Teks Sumber:
• • • • • • •
Langsung ke konten utama

Riza Chalid Tersangka Kasus Migas Rp285 Triliun, Kejagung Bongkar Skandal Tata Kelola Pertamina

Gedung Kejaksaan Agung RI (foto hasil tangkapan layar dari Sindonews.com)

 

MENJUAL HARAPAN – Kejaksaan Agung Republik Indonesia secara resmi menetapkan Muhammad Riza Chalid sebagai salah satu dari sembilan tersangka baru dalam kasus korupsi tata kelola minyak mentah dan produk kilang pada PT Pertamina (Persero) periode 2018–2023. Penetapan ini disebut sebagai babak baru dalam pemberantasan mafia migas, mengingat besarnya nilai kerugian negara dan latar belakang Riza sebagai figur kontroversial di sektor energi nasional.

Riza Chalid, yang selama ini dikenal publik sebagai pengusaha migas dan pemilik PT Orbit Terminal Merak (OTM), diduga menyalahgunakan pengaruhnya dalam proyek penyewaan Terminal BBM Merak. Ia bersama sejumlah pejabat Pertamina diduga melakukan intervensi kebijakan dan manipulasi kontrak yang menyebabkan kerugian keuangan dan perekonomian negara senilai Rp285 triliun.
• • • • • • •
Petunjuk dan Ketentuan:
Jawab pertanyaan berikut berdasarkan teks sumber di atas dan beri nomor jawaban sesuai urutan pertanyaan.
1. Berapa jumlah tersangka baru yang ditetapkan Kejaksaan Agung dalam kasus ini?
2. Periode tata kelola minyak mentah dan produk kilang mana yang menjadi objek kasus?
3. Perusahaan apa yang disebut sebagai milik Riza Chalid?

Baris Data:
• • • • • • •
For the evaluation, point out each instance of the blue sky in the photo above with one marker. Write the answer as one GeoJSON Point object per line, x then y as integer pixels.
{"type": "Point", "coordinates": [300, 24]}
• • • • • • •
Jawaban Latihan:
1. Sembilan tersangka baru.
2. Periode 2018–2023.
3. PT Orbit Terminal Merak (OTM).